* Given passage
START
Olivia Wann Attorney At Law
Compliance with New Overtime Rules
Compliance with New Overtime Rules
By Olivia Wann, JD
The dilemma of whether an employee is salary or hourly continues to perplex employers. Perhaps you have classified your office manager as salary exempt meaning no compensation for overtime because he or she is serving in a managerial capacity. Maybe the hygienist was also classified as exempt “salary.” The hygienist on a daily rate never had to track hours worked and was paid a daily rate whether they worked 8-hours a day 4-days a week or the occasional 6-days a week.
Salary exempt must meet a standard salary level and the standard duties test in order to qualify for exemption from overtime. According to the Department of Labor, job titles never determine exempt status under the FLSA. Furthermore, receiving a particular salary, alone, does not indicate that an employee is exempt from overtime and minimum wage protections.
The overtime rules have changed the working environment with the new rules that go into effect December 1, 2016. It is highly important that you as an employer carefully review how these changes affect your practice. Compliance managers must update their handbooks, job descriptions and recalculate compensation accordingly.
END
* Aim A
From the article on new overtime rules, reproduce the passage starting at "Salary exempt must" and ending at "minimum wage protections.".
* Aim B
In the article on new overtime rules, what date do the new rules go into effect?
* Aim C
Continue the article on compliance with the new overtime rules from its last sentence.

* Excerpted records
START
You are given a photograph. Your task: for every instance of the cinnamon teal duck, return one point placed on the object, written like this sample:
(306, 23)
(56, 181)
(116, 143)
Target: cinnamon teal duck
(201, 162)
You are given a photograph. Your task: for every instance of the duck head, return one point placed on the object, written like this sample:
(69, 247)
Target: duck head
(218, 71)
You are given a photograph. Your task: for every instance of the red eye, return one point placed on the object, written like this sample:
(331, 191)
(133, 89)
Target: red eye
END
START
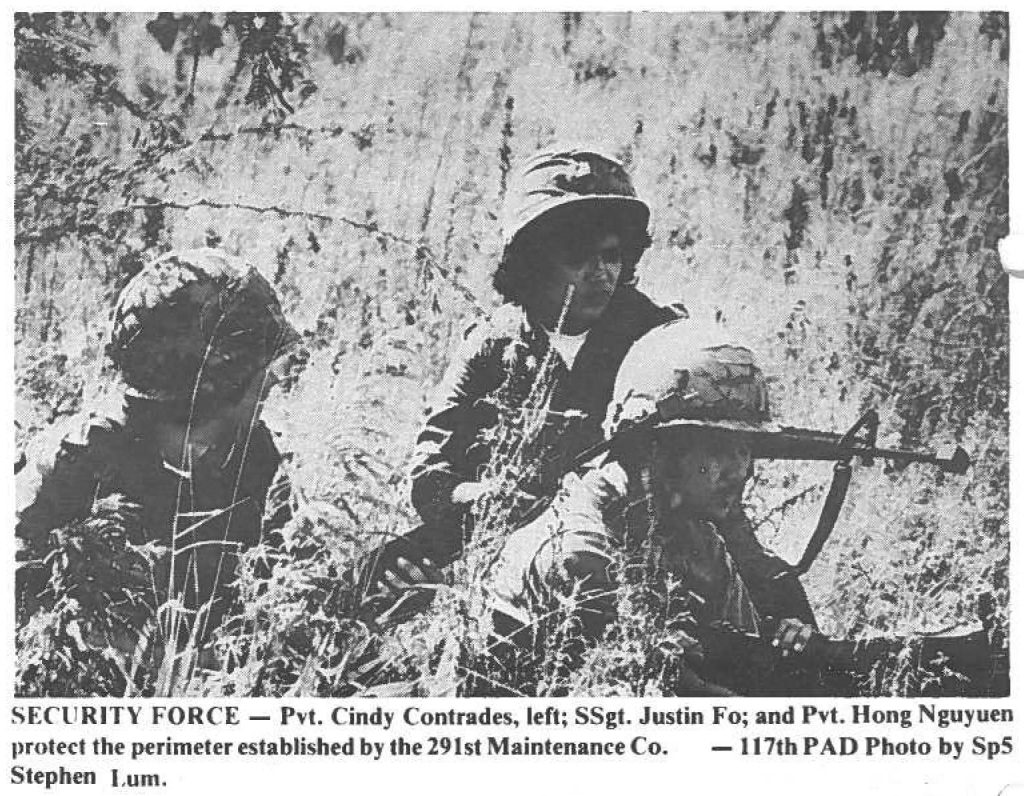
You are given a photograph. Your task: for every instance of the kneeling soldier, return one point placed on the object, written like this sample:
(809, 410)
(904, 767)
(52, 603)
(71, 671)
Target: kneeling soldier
END
* Exercise response A
Salary exempt must meet a standard salary level and the standard duties test in order to qualify for exemption from overtime. According to the Department of Labor, job titles never determine exempt status under the FLSA. Furthermore, receiving a particular salary, alone, does not indicate that an employee is exempt from overtime and minimum wage protections.

* Exercise response B
December 1, 2016.

* Exercise response C
The Fair Lair Standards Act ensures minimum wage and overtime pay protections for most employees covered by the Act. Some employees are considered “exempt” from these protections. Exempt employees are a classification of employees exempt from overtime. Non-exempt are employees subject to payment of overtime. Perhaps you have used the term “salary” to refer to an employee not subject to overtime pay.
In order for executive, administrative and professional employees to be exempt from overtime, each of the three tests must be met:
1) the employee must be paid a set salary amount that is not subject to reduction because of variations in the quality or quantity of work performed which is the “salary basis test;”
(2) the amount of salary paid must meet a minimum specified amount referred to as the “salary level test”; and
(3) the employee’s job duties must primarily involve executive, administrative, or professional duties as defined by the regulations, known as the “duties test.”
The weekly salary threshold changed from $455/week ($23,660/annual) to $913/week ($47,476/annual). Therefore, employees classified as exempt and clearly engaged in exempt related work cannot earn less than $913 a week or the $47,476 a year.
Employers are permitted to use nondiscretionary bonuses and incentive payments (including payment of commissions) to satisfy up to 10% of the standard salary level.
If the employee is classified as “salary,” the employer cannot reduce the individual’s compensation for working less than 40 hours. For example, if it snows at 10 AM and the office closes for the remainder of the day, the salary exempt employee cannot incur a pay reduction.
Although hygienists do not meet the professional exemption status, employers may pay the hygienist a salary as non-exempt. As a non-exempt salary paid worker, the hygienist is eligible for overtime and must track his or her work hours.
Is the office manager salary exempt? In addition to the compensation requirement, the employer must determine if the primary job duties meet the executive, administrative, and professional employee exemption in addition to the standard salary level.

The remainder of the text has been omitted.